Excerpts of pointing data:
____________

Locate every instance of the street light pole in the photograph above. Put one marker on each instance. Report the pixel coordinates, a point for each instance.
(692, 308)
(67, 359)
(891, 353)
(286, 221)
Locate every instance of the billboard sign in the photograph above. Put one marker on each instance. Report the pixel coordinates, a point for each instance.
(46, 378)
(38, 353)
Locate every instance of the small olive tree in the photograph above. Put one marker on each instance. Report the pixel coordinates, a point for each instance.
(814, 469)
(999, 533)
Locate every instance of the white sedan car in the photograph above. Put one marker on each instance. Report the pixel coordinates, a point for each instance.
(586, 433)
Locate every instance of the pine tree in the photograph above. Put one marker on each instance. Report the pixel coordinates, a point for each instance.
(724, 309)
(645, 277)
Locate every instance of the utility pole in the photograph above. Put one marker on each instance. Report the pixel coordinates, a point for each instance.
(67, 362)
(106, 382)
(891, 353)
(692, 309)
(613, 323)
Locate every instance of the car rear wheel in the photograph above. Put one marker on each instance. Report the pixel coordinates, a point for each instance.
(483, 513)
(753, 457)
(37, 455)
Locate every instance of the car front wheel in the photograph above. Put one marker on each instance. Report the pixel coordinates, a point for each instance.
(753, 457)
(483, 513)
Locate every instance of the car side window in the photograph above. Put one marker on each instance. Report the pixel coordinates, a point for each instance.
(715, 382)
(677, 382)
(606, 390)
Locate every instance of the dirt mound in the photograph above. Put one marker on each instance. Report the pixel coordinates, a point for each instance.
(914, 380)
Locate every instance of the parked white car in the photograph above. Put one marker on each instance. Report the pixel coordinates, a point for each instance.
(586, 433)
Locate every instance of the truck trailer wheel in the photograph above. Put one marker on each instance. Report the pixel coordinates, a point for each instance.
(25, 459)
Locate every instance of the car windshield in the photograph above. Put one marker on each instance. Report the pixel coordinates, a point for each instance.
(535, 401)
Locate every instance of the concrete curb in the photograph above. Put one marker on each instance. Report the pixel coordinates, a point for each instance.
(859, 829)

____________

- Task to complete: Your task is to repeat every entry exactly.

- Solution to this task:
Locate every instance of the street light pole in the photograph above. Put one marker on each instance. Report the pixel coordinates, a point for each instance.
(692, 308)
(67, 359)
(891, 353)
(286, 221)
Locate every instance of the billboard sign in the photograph above. Put one marker on each instance. Report the pixel coordinates, a point for each instance.
(46, 378)
(38, 353)
Locate every instance of the small olive tree in the photograph above. Put one marker on each instance. Report the pixel coordinates, a point for each instance.
(814, 469)
(999, 533)
Locate every instance of the white sedan car in the photograph above. Put one marker on each instance. Report the pixel coordinates, a point for each instance.
(586, 433)
Locate every instance of the pine tree in the photograph above. Put one marker on each instance. Report the pixel coordinates, a point for each instance.
(724, 309)
(645, 277)
Locate every instance of the utility pole in the photograph above. Put one marker on each instance. Report the pixel coordinates, a point for each instance.
(67, 362)
(106, 382)
(891, 353)
(692, 309)
(613, 323)
Locate every instance of the car rear wheel in the photograph above. Put one marker on each instance. Report the pixel coordinates, a point for each instance.
(483, 513)
(753, 457)
(37, 455)
Locate every instance of the car front wheel in the photograph above. Put one marker on each instance. Report the pixel coordinates, a point for each instance.
(753, 457)
(483, 513)
Locate every instance of the car side window in the photograph above. Put one marker on each instance. Report the pixel coordinates, a point for each instance.
(715, 382)
(677, 382)
(606, 390)
Locate every instance of the dirt mound in the photograph above. Put one marker on each instance. Report the pixel coordinates, a point for each instance.
(914, 380)
Locate every instance of the parked white car in the photograph above. Put one marker on each instance. Report the pixel coordinates, a point for each instance.
(586, 433)
Locate every instance of the truck trailer wheel in the photograph above. Put one marker on each instance. Report the pixel coordinates, a point for each instance.
(25, 459)
Locate every instance of the car windshield in the photograph above. Put one marker on each instance. Report the pixel coordinates, a point for each instance.
(535, 401)
Locate every instance of the concrete curb in the photograph above. Put one marker on each instance. Report the pixel coordinates, a point for each instance.
(859, 829)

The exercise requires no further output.